■ **Given exercise**: Quote the stretch of the records from the line that contains "wooden ceiling panel?" through the line that contains "98L35 97L32 92L23", with both of those lines included.

■ **Entries supplied**:
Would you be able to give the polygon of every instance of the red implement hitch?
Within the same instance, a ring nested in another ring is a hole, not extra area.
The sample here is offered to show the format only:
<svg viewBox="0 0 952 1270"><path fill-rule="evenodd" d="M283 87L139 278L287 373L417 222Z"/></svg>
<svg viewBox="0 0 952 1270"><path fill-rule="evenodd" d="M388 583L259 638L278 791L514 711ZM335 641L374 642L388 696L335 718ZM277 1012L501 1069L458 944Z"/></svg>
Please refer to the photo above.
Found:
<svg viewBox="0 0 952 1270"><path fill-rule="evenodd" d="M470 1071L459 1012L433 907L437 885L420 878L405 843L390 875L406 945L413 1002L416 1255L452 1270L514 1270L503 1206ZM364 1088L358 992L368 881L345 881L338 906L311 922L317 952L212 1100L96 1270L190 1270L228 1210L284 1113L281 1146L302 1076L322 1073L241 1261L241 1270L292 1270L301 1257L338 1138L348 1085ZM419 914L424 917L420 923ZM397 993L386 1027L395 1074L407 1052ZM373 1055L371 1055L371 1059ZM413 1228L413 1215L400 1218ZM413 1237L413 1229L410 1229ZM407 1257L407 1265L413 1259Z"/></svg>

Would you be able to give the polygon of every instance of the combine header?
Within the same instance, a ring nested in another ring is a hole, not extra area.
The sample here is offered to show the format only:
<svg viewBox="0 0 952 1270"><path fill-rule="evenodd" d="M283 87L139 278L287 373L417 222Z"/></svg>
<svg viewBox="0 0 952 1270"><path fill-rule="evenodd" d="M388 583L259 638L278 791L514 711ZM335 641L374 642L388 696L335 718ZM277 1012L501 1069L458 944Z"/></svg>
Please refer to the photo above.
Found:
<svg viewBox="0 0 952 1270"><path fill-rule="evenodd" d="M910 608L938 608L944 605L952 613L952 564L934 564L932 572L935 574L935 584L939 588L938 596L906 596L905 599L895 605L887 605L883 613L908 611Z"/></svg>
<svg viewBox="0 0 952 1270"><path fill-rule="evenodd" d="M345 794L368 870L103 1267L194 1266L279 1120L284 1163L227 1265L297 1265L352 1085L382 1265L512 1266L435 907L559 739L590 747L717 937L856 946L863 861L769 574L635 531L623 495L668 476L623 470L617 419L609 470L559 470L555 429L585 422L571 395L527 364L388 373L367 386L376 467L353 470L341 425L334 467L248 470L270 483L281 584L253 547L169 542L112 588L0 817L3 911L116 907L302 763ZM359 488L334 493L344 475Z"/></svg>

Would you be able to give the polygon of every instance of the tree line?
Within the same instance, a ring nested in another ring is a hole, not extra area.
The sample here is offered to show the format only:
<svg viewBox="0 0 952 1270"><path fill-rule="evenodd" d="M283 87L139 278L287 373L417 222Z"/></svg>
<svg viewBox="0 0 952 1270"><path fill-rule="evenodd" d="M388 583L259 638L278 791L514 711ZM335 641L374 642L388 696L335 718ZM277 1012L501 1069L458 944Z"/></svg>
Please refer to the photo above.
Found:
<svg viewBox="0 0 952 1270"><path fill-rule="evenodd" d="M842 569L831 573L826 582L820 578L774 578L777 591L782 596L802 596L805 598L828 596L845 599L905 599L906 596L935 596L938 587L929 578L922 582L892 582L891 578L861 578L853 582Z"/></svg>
* * *
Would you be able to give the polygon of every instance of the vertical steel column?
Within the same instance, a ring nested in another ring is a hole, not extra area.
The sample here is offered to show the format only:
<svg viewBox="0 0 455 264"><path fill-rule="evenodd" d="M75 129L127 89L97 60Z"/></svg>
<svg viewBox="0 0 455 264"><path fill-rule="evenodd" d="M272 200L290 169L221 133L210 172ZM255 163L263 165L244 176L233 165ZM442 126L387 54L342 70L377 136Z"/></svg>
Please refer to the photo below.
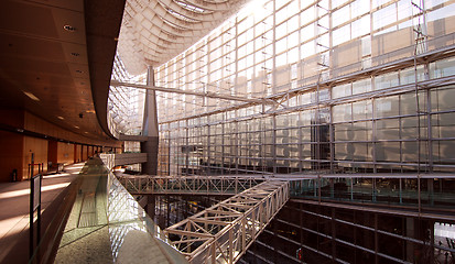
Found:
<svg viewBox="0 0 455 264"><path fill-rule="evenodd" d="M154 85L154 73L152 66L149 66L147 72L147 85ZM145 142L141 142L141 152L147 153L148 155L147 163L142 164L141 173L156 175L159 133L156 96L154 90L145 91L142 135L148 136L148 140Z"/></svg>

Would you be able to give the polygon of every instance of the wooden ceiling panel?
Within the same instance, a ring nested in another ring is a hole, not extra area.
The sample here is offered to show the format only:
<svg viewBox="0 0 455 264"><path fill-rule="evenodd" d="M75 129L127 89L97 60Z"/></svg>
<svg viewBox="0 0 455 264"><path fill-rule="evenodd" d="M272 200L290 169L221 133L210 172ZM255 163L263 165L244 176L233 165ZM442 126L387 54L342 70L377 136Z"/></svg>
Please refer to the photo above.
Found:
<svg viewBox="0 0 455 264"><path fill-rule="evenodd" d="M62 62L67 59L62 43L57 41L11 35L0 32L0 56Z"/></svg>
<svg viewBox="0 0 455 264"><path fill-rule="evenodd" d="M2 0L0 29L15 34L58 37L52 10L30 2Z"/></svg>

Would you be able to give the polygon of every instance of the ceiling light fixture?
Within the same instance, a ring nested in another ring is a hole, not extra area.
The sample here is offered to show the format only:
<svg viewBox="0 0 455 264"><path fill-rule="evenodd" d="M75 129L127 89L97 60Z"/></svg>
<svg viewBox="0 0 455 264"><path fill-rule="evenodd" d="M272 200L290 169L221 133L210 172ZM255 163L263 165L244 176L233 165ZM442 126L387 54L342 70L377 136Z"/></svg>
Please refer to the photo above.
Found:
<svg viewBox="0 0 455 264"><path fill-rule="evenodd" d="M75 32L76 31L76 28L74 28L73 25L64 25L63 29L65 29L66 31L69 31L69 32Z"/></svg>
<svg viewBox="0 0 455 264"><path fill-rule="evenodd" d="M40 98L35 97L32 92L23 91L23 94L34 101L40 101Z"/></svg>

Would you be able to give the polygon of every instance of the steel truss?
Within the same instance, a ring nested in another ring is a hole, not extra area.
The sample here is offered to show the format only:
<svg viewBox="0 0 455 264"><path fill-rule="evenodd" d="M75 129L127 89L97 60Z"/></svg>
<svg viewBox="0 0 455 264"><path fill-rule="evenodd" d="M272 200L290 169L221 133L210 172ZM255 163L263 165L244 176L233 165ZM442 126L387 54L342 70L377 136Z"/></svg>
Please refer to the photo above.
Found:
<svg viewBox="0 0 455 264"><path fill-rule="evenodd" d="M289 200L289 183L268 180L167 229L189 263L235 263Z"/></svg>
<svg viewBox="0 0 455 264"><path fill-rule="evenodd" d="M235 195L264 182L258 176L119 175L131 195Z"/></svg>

■ **Finished exercise**:
Would you be able to give the polygon of every instance of the wooden ceiling panel?
Within the same instance, a ring nested in another ring is a hole, not extra area.
The sample here is offered to show the format only:
<svg viewBox="0 0 455 264"><path fill-rule="evenodd" d="M75 129L127 89L97 60Z"/></svg>
<svg viewBox="0 0 455 264"><path fill-rule="evenodd" d="M272 200L290 169L221 133L210 172ZM255 163L263 165L244 176L233 165ZM442 126L387 54L342 70L377 136Z"/></svg>
Please refer to the photo above.
Found:
<svg viewBox="0 0 455 264"><path fill-rule="evenodd" d="M62 62L67 59L62 43L57 41L11 35L0 32L0 56Z"/></svg>
<svg viewBox="0 0 455 264"><path fill-rule="evenodd" d="M2 0L0 29L15 34L58 37L52 10L30 2Z"/></svg>

Would you be able to give the polygon of every instance of the ceiling light fixture?
Within the same instance, a ring nested in another ring is a hole, not extra area.
The sample here is offered to show the format only:
<svg viewBox="0 0 455 264"><path fill-rule="evenodd" d="M75 129L127 89L97 60Z"/></svg>
<svg viewBox="0 0 455 264"><path fill-rule="evenodd" d="M272 200L290 169L221 133L210 172ZM255 163L263 165L244 176L233 165ZM442 126L387 54L342 70L377 136Z"/></svg>
Please refer to the photo above.
Found:
<svg viewBox="0 0 455 264"><path fill-rule="evenodd" d="M75 32L76 31L76 28L74 28L73 25L64 25L63 29L65 29L66 31L69 31L69 32Z"/></svg>
<svg viewBox="0 0 455 264"><path fill-rule="evenodd" d="M40 98L35 97L32 92L23 91L23 94L34 101L40 101Z"/></svg>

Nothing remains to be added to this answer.